[Etiketli nokta verileri]
+ + + +
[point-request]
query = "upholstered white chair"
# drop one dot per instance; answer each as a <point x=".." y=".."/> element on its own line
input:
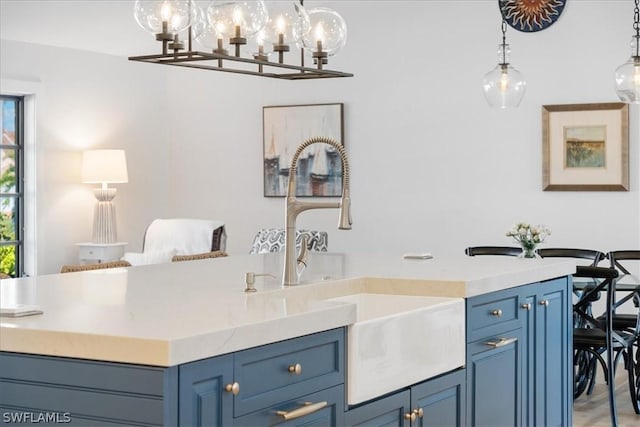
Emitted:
+ + + +
- [İstenen Görev]:
Yukarıdaki verilerin tüm satırlarını hiç değiştirmeden çıktı olarak verin, ancak resimleri çıktıya almayın.

- [Alıştırma Sonucu]:
[point-request]
query = "upholstered white chair"
# drop one dot per instance; answer each as a <point x=".." y=".."/> element on its own line
input:
Emitted:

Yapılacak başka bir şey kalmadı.